+++ Entries supplied +++

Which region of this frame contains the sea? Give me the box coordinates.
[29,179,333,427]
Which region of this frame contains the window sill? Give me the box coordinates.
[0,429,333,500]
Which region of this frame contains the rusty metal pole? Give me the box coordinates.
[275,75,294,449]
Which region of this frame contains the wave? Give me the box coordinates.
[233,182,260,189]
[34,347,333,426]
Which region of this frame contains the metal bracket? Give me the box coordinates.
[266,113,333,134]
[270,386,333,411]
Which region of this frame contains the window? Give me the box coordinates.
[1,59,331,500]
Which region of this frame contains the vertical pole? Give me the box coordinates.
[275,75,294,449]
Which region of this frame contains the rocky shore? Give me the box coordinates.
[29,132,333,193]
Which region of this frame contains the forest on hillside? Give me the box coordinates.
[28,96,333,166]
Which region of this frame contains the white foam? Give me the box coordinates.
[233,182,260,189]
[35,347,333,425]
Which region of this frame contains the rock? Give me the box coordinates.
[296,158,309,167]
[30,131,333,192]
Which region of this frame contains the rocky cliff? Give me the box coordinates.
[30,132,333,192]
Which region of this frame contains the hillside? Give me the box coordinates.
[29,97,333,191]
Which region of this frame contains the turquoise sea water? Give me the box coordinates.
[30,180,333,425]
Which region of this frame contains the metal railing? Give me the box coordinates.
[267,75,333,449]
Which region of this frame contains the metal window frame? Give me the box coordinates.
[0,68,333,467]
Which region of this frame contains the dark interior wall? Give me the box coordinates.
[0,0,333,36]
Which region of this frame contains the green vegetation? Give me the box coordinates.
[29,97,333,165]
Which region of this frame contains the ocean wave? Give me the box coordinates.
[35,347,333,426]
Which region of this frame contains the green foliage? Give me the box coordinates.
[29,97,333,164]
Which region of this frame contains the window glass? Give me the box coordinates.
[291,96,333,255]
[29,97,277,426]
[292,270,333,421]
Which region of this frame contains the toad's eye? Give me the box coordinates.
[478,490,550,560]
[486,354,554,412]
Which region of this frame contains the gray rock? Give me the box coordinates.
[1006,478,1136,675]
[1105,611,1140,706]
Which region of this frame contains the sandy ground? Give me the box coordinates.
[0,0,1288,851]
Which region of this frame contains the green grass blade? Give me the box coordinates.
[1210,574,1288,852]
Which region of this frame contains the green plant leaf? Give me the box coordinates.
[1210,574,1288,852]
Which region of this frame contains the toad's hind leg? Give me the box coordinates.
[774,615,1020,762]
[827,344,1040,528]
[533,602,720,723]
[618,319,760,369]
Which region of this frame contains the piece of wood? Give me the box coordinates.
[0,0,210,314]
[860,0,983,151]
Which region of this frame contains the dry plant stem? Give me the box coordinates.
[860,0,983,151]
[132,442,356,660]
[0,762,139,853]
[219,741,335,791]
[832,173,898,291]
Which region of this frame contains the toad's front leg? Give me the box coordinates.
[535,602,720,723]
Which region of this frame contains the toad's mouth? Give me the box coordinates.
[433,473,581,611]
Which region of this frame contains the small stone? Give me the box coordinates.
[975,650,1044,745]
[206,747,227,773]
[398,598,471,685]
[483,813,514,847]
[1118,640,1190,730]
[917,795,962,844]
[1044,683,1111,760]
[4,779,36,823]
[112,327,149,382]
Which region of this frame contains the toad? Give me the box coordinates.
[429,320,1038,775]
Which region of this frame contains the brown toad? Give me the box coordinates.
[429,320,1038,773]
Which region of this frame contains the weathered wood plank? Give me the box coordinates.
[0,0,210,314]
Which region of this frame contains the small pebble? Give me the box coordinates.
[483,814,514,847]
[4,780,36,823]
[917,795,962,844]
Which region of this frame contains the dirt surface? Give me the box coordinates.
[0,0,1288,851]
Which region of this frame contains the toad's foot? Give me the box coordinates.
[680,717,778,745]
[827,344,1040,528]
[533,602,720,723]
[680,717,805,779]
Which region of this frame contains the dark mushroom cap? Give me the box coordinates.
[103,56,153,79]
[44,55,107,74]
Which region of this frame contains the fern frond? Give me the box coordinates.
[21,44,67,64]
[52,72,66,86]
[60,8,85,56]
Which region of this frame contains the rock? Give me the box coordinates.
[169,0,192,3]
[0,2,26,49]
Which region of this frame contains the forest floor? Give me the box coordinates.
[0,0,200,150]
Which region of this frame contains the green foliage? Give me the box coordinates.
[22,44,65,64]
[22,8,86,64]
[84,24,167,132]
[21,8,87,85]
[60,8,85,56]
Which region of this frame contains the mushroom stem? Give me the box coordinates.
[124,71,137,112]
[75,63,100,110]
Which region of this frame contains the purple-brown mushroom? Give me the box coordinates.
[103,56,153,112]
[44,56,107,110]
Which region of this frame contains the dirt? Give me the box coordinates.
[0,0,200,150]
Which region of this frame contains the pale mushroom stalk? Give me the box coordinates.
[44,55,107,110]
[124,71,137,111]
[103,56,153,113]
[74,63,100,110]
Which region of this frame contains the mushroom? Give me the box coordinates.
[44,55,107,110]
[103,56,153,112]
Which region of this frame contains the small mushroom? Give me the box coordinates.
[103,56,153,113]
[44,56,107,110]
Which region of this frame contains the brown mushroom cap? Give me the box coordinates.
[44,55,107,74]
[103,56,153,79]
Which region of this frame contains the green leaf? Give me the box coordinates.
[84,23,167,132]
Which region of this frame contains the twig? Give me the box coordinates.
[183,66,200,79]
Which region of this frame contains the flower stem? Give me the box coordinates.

+++

**Work to be completed**
Copy every line of the rows above verbatim.

**Solution for this exercise**
Which region of this frame contains the sea? Give me the box coordinates.
[29,179,333,427]
Which region of this frame contains the window sill? Give me the box coordinates.
[0,429,333,500]
Which region of this frame contains the rusty metal pole? Give me the box coordinates.
[275,75,294,449]
Which region of this frame contains the wave? Give me the box coordinates.
[233,182,260,189]
[34,347,333,426]
Which region of this frame contains the metal bracket? Give me the box coordinates.
[266,113,333,134]
[270,386,333,411]
Which region of this frame contains the window? Give me the box coordinates.
[1,59,331,500]
Which region of this frame contains the vertical pole? Give me the box coordinates.
[275,75,294,449]
Which region of this frame contains the rocky shore? Give me the box coordinates.
[29,132,333,193]
Which region of this frame contains the forest on hillside? Give me the box coordinates.
[28,96,333,166]
Which region of this frame contains the white foam? Give me the box coordinates.
[233,182,260,189]
[35,347,333,425]
Which region of this frame contains the rock? Give me the box coordinates.
[296,158,309,167]
[30,131,333,192]
Which region of this frame contains the rocky cliff? Give me the box coordinates.
[30,132,333,192]
Which region of this frame contains the hillside? Give me the box coordinates.
[29,97,333,191]
Which region of this frame contains the turquoise sea water? Give me the box coordinates.
[30,180,333,425]
Which region of this frame contains the metal railing? Give me the box coordinates.
[267,75,333,449]
Which region of this frame contains the metal window frame? Give me the box coordinates.
[0,68,333,467]
Which region of this frame contains the dark interior wall? Give me the box coordinates.
[0,0,333,36]
Which region of this frame contains the green vegetation? Give me the box coordinates.
[29,97,333,165]
Which region of this frame contains the ocean wave? Give me the box coordinates.
[35,347,333,426]
Which region of this frame contains the green foliage? Give me the box coordinates.
[29,97,333,164]
Which region of this frame contains the window glass? Give me the box coordinates.
[291,96,333,255]
[29,97,277,426]
[292,270,333,421]
Which region of this frame contains the toad's eye? Give me the box coordinates.
[478,490,550,560]
[486,354,554,412]
Which region of this frame contains the gray rock? Give me the box coordinates.
[1006,478,1136,675]
[1105,611,1140,706]
Which region of this frame contains the sandy ground? Give me the box coordinates.
[0,0,1288,851]
Which region of this frame contains the green grass blade? Give me the box coordinates.
[1210,574,1288,852]
Which region of this frame contains the green plant leaf? Give me the box coordinates.
[1210,574,1288,852]
Which region of this frame contains the toad's hind leg? Give me the box coordinates.
[774,615,1020,762]
[827,344,1040,528]
[533,602,720,723]
[618,319,760,369]
Which region of this frame contains the piece of wood? Give me the box coordinates.
[0,0,210,314]
[860,0,983,151]
Which region of this frame contains the dry plant stem? Give me the box coordinates.
[860,0,983,151]
[132,442,356,660]
[0,762,139,853]
[219,741,335,791]
[832,173,898,291]
Which region of this frame contains the toad's front leg? Give me the box coordinates.
[535,602,720,723]
Which region of this frame contains the toad's mouth? Give me the box coordinates.
[433,473,581,611]
Which region of this frame contains the small stone? Give me the box coordinates.
[975,650,1044,745]
[206,747,227,773]
[398,598,471,685]
[483,813,514,847]
[1118,640,1190,730]
[917,795,962,844]
[1044,683,1111,760]
[4,779,36,823]
[112,327,149,382]
Which region of this frame contains the toad? Give me the box coordinates.
[429,320,1038,775]
Which region of this frame contains the brown toad? Give me the box coordinates.
[429,320,1038,773]
Which region of this frame contains the weathered wood plank? Give me the box coordinates.
[0,0,210,314]
Which region of this frame contains the small pebble? Give me the box coordinates.
[483,814,514,847]
[4,780,36,823]
[917,795,962,844]
Which region of this frame contains the dirt surface? Give me the box coordinates.
[0,0,1288,851]
Which region of this frame contains the toad's foot? Give me the box coordinates.
[680,717,778,745]
[827,344,1040,528]
[533,602,720,723]
[680,717,805,779]
Which region of this frame contains the dark mushroom cap? Give me the box coordinates.
[103,56,153,79]
[44,55,107,74]
Which region of this frame contains the fern frond? Give me the box coordinates.
[21,44,67,64]
[52,72,66,86]
[60,8,85,56]
Which region of this frame contains the rock? Give me the box coordinates.
[169,0,192,3]
[0,2,26,49]
Which region of this frame contains the forest floor? Give me the box coordinates.
[0,0,200,150]
Which region of this frame contains the green foliage? Give me the box coordinates.
[22,44,65,64]
[22,8,86,64]
[84,24,167,132]
[21,8,87,85]
[60,8,85,56]
Which region of this frame contains the mushroom stem? Give me the box coordinates.
[124,71,137,112]
[75,63,100,110]
Which region of this frame contains the purple-brown mushroom? Give me the box coordinates.
[103,56,153,112]
[44,56,107,110]
Which region of this frame contains the dirt? Give me the box coordinates.
[0,0,200,150]
Which region of this frame contains the pale mushroom stalk? Give me the box coordinates.
[44,55,107,110]
[124,71,137,111]
[103,56,153,113]
[74,63,100,110]
Which region of this frame contains the mushroom? Give me the box coordinates.
[44,55,107,110]
[103,56,153,112]
Which region of this frame contains the small mushroom? Give me the box coordinates.
[103,56,153,113]
[44,56,107,110]
Which region of this frame contains the brown mushroom cap? Give me the box coordinates.
[44,55,107,74]
[103,56,153,79]
Which region of this frame contains the green leaf? Give me the box coordinates.
[84,23,167,132]
Which region of this frame contains the twig? Give me the box coordinates.
[183,66,200,79]
Which region of this frame contains the flower stem? Give me the box coordinates.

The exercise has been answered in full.